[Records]

*****

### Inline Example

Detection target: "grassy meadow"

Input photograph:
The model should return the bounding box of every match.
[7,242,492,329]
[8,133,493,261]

*****

Stated exercise:
Turn the listing above into a numbered list with one line per item, and skip any blank lines.

Answer for this exercise:
1. ### Inline Example
2. Detection target: "grassy meadow"
3. Input photograph:
4. The model should return the bounding box of every match.
5. [7,242,492,329]
6. [8,133,493,261]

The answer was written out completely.